## WRITTEN PROBLEM
Write out every line of the data, from the very start down to the line that contains "[675,230,801,381]", both included. Shift each coordinate in the answers by -58.

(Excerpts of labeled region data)
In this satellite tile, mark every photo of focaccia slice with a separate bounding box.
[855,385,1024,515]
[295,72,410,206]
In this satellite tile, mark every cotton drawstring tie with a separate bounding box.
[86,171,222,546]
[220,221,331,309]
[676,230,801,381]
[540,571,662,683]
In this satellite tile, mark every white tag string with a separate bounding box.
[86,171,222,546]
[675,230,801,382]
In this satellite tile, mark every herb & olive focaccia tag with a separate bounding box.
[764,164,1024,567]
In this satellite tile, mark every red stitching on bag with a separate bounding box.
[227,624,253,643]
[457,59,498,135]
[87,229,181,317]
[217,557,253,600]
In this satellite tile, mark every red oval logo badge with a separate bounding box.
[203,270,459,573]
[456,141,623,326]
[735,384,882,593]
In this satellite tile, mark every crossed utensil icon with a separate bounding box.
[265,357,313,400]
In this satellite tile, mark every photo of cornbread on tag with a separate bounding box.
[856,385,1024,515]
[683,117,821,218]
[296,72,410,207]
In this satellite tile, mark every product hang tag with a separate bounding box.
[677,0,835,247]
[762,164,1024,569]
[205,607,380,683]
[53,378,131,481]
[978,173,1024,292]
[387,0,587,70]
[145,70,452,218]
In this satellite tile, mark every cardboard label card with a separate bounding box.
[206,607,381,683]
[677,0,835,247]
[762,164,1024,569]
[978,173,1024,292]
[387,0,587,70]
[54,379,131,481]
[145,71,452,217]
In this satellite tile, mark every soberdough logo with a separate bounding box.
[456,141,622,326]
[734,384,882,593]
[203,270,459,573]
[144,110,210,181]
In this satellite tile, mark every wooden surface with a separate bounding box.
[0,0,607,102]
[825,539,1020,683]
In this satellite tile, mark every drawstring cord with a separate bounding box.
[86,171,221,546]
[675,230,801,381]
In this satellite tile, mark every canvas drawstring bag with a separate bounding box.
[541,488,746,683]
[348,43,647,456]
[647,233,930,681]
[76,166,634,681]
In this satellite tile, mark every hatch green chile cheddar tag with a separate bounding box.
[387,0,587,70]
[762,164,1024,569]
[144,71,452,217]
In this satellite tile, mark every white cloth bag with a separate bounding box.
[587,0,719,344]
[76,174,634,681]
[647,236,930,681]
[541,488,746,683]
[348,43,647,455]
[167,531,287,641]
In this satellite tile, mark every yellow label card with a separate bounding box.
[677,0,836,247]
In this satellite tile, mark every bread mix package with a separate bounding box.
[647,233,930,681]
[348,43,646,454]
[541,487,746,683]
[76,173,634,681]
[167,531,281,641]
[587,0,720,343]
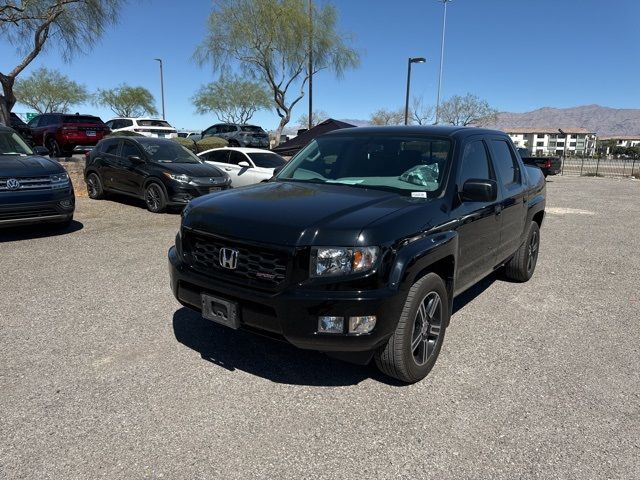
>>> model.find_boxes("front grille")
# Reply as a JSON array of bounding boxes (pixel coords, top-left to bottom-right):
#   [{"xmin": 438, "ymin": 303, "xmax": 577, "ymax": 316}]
[
  {"xmin": 183, "ymin": 231, "xmax": 289, "ymax": 289},
  {"xmin": 0, "ymin": 177, "xmax": 53, "ymax": 192},
  {"xmin": 0, "ymin": 207, "xmax": 60, "ymax": 221}
]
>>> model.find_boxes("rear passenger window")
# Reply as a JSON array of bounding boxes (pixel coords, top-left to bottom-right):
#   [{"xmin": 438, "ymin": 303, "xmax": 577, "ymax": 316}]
[
  {"xmin": 492, "ymin": 140, "xmax": 520, "ymax": 186},
  {"xmin": 101, "ymin": 140, "xmax": 120, "ymax": 155},
  {"xmin": 458, "ymin": 140, "xmax": 493, "ymax": 188}
]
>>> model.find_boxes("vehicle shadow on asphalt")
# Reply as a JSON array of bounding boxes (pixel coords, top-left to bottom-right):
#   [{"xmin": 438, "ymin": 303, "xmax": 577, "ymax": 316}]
[
  {"xmin": 173, "ymin": 308, "xmax": 403, "ymax": 387},
  {"xmin": 0, "ymin": 220, "xmax": 84, "ymax": 243}
]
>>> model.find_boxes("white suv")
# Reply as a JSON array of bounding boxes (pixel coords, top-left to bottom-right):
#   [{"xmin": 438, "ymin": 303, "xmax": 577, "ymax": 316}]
[
  {"xmin": 105, "ymin": 118, "xmax": 178, "ymax": 138},
  {"xmin": 198, "ymin": 147, "xmax": 287, "ymax": 187}
]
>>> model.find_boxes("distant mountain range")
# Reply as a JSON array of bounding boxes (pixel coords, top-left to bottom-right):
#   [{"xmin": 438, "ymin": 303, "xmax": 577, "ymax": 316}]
[
  {"xmin": 285, "ymin": 105, "xmax": 640, "ymax": 136},
  {"xmin": 492, "ymin": 105, "xmax": 640, "ymax": 136}
]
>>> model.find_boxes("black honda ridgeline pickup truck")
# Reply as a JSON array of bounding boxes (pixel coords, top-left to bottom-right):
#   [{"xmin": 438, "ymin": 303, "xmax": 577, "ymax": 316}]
[{"xmin": 169, "ymin": 127, "xmax": 545, "ymax": 382}]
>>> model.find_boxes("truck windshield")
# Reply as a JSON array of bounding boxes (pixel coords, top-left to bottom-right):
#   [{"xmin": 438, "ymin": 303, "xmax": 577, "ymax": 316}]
[
  {"xmin": 0, "ymin": 132, "xmax": 33, "ymax": 156},
  {"xmin": 277, "ymin": 135, "xmax": 451, "ymax": 197}
]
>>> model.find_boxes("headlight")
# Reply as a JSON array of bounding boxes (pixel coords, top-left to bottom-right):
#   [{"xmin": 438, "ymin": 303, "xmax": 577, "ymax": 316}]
[
  {"xmin": 51, "ymin": 172, "xmax": 69, "ymax": 183},
  {"xmin": 164, "ymin": 172, "xmax": 191, "ymax": 183},
  {"xmin": 310, "ymin": 247, "xmax": 380, "ymax": 277}
]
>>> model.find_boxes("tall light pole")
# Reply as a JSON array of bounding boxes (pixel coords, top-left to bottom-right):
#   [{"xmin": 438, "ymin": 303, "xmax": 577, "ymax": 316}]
[
  {"xmin": 404, "ymin": 57, "xmax": 427, "ymax": 125},
  {"xmin": 436, "ymin": 0, "xmax": 452, "ymax": 125},
  {"xmin": 308, "ymin": 0, "xmax": 313, "ymax": 130},
  {"xmin": 154, "ymin": 58, "xmax": 166, "ymax": 120}
]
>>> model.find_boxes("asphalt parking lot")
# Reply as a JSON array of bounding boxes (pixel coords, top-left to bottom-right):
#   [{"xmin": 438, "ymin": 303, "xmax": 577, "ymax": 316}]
[{"xmin": 0, "ymin": 177, "xmax": 640, "ymax": 479}]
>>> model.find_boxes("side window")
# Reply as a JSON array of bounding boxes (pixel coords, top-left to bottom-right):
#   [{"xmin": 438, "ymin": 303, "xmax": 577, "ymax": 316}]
[
  {"xmin": 491, "ymin": 140, "xmax": 521, "ymax": 187},
  {"xmin": 458, "ymin": 140, "xmax": 494, "ymax": 188},
  {"xmin": 120, "ymin": 142, "xmax": 144, "ymax": 158},
  {"xmin": 229, "ymin": 150, "xmax": 244, "ymax": 165},
  {"xmin": 102, "ymin": 140, "xmax": 120, "ymax": 155},
  {"xmin": 207, "ymin": 150, "xmax": 229, "ymax": 163}
]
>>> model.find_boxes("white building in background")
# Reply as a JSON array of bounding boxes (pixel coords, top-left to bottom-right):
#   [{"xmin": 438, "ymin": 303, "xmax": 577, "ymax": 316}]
[
  {"xmin": 502, "ymin": 127, "xmax": 596, "ymax": 155},
  {"xmin": 598, "ymin": 135, "xmax": 640, "ymax": 148}
]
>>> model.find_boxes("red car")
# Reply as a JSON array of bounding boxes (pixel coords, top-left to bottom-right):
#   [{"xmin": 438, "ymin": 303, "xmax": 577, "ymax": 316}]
[{"xmin": 29, "ymin": 113, "xmax": 111, "ymax": 157}]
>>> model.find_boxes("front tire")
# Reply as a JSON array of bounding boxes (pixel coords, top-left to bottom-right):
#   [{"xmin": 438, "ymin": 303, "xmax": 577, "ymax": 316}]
[
  {"xmin": 87, "ymin": 172, "xmax": 104, "ymax": 200},
  {"xmin": 504, "ymin": 222, "xmax": 540, "ymax": 282},
  {"xmin": 45, "ymin": 137, "xmax": 62, "ymax": 158},
  {"xmin": 144, "ymin": 182, "xmax": 167, "ymax": 213},
  {"xmin": 375, "ymin": 273, "xmax": 451, "ymax": 383}
]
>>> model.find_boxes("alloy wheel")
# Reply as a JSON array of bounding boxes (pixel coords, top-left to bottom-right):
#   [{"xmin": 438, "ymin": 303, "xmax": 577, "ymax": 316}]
[{"xmin": 411, "ymin": 292, "xmax": 442, "ymax": 366}]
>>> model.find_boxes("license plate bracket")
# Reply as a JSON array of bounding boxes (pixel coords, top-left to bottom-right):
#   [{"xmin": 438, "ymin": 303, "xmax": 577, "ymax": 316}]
[{"xmin": 201, "ymin": 293, "xmax": 240, "ymax": 330}]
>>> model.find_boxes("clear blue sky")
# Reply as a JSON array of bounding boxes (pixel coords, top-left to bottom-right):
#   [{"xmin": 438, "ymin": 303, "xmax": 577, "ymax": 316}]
[{"xmin": 0, "ymin": 0, "xmax": 640, "ymax": 129}]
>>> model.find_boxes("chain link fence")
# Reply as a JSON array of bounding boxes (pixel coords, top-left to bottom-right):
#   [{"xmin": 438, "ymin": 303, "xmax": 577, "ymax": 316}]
[{"xmin": 560, "ymin": 157, "xmax": 640, "ymax": 178}]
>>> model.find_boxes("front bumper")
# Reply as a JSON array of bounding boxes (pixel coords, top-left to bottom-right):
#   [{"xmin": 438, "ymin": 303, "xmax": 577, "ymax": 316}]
[
  {"xmin": 0, "ymin": 189, "xmax": 75, "ymax": 227},
  {"xmin": 167, "ymin": 184, "xmax": 229, "ymax": 206},
  {"xmin": 169, "ymin": 247, "xmax": 406, "ymax": 352}
]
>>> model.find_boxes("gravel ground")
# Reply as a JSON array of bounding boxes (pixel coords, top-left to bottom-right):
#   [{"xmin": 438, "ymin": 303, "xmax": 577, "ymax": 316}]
[{"xmin": 0, "ymin": 177, "xmax": 640, "ymax": 479}]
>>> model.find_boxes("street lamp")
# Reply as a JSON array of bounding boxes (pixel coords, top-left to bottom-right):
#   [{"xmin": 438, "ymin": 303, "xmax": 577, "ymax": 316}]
[
  {"xmin": 404, "ymin": 57, "xmax": 427, "ymax": 125},
  {"xmin": 436, "ymin": 0, "xmax": 452, "ymax": 125},
  {"xmin": 154, "ymin": 58, "xmax": 166, "ymax": 120}
]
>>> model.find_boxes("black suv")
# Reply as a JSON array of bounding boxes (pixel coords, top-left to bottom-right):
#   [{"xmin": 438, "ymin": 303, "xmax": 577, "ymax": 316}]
[
  {"xmin": 202, "ymin": 123, "xmax": 269, "ymax": 148},
  {"xmin": 84, "ymin": 137, "xmax": 231, "ymax": 213},
  {"xmin": 169, "ymin": 127, "xmax": 545, "ymax": 382},
  {"xmin": 0, "ymin": 125, "xmax": 75, "ymax": 226}
]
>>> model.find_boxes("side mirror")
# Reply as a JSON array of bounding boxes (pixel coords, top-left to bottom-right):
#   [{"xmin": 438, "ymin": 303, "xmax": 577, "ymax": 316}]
[
  {"xmin": 460, "ymin": 178, "xmax": 498, "ymax": 202},
  {"xmin": 33, "ymin": 147, "xmax": 49, "ymax": 157}
]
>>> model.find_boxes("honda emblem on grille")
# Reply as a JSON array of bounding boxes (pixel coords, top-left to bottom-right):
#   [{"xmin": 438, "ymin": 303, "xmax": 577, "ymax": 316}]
[
  {"xmin": 7, "ymin": 178, "xmax": 20, "ymax": 190},
  {"xmin": 219, "ymin": 248, "xmax": 238, "ymax": 270}
]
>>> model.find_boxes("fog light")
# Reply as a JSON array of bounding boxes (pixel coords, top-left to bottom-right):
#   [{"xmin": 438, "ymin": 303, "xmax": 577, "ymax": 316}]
[
  {"xmin": 349, "ymin": 315, "xmax": 376, "ymax": 335},
  {"xmin": 318, "ymin": 317, "xmax": 344, "ymax": 333}
]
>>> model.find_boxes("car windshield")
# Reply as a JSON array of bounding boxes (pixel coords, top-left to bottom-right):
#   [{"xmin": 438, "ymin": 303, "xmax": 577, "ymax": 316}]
[
  {"xmin": 247, "ymin": 152, "xmax": 287, "ymax": 168},
  {"xmin": 136, "ymin": 120, "xmax": 171, "ymax": 128},
  {"xmin": 137, "ymin": 138, "xmax": 202, "ymax": 163},
  {"xmin": 62, "ymin": 115, "xmax": 102, "ymax": 123},
  {"xmin": 0, "ymin": 132, "xmax": 33, "ymax": 157},
  {"xmin": 277, "ymin": 134, "xmax": 451, "ymax": 198},
  {"xmin": 240, "ymin": 125, "xmax": 264, "ymax": 133}
]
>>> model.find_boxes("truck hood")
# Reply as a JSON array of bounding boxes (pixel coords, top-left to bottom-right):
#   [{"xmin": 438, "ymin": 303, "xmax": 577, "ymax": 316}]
[
  {"xmin": 183, "ymin": 182, "xmax": 424, "ymax": 246},
  {"xmin": 0, "ymin": 155, "xmax": 64, "ymax": 177}
]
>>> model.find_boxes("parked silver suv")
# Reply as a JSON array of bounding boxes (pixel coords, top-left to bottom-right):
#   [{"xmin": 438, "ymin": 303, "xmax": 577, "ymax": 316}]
[{"xmin": 202, "ymin": 123, "xmax": 269, "ymax": 148}]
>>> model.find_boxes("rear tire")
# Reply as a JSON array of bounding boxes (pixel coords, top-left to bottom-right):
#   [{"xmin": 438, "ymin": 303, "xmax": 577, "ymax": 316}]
[
  {"xmin": 504, "ymin": 222, "xmax": 540, "ymax": 282},
  {"xmin": 86, "ymin": 172, "xmax": 104, "ymax": 200},
  {"xmin": 144, "ymin": 182, "xmax": 167, "ymax": 213},
  {"xmin": 375, "ymin": 273, "xmax": 451, "ymax": 383}
]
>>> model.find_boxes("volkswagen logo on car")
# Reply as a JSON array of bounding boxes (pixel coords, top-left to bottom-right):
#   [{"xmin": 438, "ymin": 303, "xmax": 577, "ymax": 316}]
[
  {"xmin": 7, "ymin": 178, "xmax": 20, "ymax": 190},
  {"xmin": 218, "ymin": 248, "xmax": 238, "ymax": 270}
]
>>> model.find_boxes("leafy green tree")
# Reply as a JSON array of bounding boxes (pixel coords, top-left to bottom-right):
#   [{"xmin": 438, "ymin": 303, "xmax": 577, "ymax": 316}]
[
  {"xmin": 14, "ymin": 68, "xmax": 89, "ymax": 113},
  {"xmin": 297, "ymin": 110, "xmax": 329, "ymax": 129},
  {"xmin": 95, "ymin": 83, "xmax": 158, "ymax": 117},
  {"xmin": 195, "ymin": 0, "xmax": 359, "ymax": 144},
  {"xmin": 0, "ymin": 0, "xmax": 124, "ymax": 124},
  {"xmin": 438, "ymin": 93, "xmax": 498, "ymax": 126},
  {"xmin": 369, "ymin": 108, "xmax": 404, "ymax": 125},
  {"xmin": 191, "ymin": 75, "xmax": 272, "ymax": 124}
]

## ANSWER TO THIS EXERCISE
In this satellite tile, mark every photo of focaccia slice with a separate bounding box.
[797,327,966,457]
[237,14,352,148]
In this satellite tile, mark every cotton drawstring tie with a separate bounding box.
[28,113,164,488]
[162,163,273,251]
[618,172,743,323]
[482,513,604,625]
In this satellite tile, mark every white tag string with a separate bounding box.
[28,113,164,488]
[617,172,743,324]
In this satellite tile, mark every herb & olive focaccia tag with a separate bounding box.
[706,106,966,509]
In this satellite tile, mark every red stitching on bag with a separate bounding box.
[169,566,195,585]
[399,1,440,77]
[29,171,123,259]
[159,499,195,542]
In this satellite tile, mark every red oval logo badge with a separate bounding box.
[145,212,401,515]
[398,83,565,268]
[677,326,824,535]
In this satellite tile, mark every crossed utensil icon with a separate bounding box.
[207,299,255,342]
In this satellite tile, mark every photo of cornbread on tag with a separate bounding box.
[798,327,966,457]
[625,59,763,160]
[238,14,352,149]
In this satellite tile, mark every product hang tag with a separate bounding box.
[619,-58,777,189]
[704,106,966,511]
[147,549,322,625]
[-5,320,73,423]
[920,115,966,234]
[329,-58,529,12]
[87,12,394,160]
In this satellite tile, mark every cardboard label card with a separate bounding box.
[148,549,323,625]
[619,-58,777,189]
[704,106,966,511]
[920,115,966,234]
[329,-58,529,12]
[-4,321,73,423]
[87,13,394,159]
In this satellite tile, mark every soberdough logo with a separate bounding box.
[398,83,564,268]
[676,326,824,535]
[145,212,401,515]
[86,52,152,123]
In this satellite tile, mark every wooden surface with a separate bounding box.
[-58,-58,549,44]
[767,481,962,625]
In this satellite tile, mark every drawstring cord with a separate bounding box.
[28,113,163,488]
[617,172,743,323]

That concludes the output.